▶ _EXERCISE DESCRIPTION_
Write out each of the items below exactly as they appear, changing nothing.

▶ _DATA IN THIS EXERCISE_
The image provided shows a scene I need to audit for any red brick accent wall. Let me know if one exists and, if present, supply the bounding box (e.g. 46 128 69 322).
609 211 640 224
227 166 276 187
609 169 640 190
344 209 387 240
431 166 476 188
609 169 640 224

▶ _EXERCISE OUTPUT_
The image provided shows a scene I need to audit for any red brick accent wall. Let me know if one exists and, if present, supply the bounding box (e.g. 46 128 69 322).
609 211 640 224
227 166 276 187
609 169 640 190
344 209 387 240
431 166 476 188
609 169 640 224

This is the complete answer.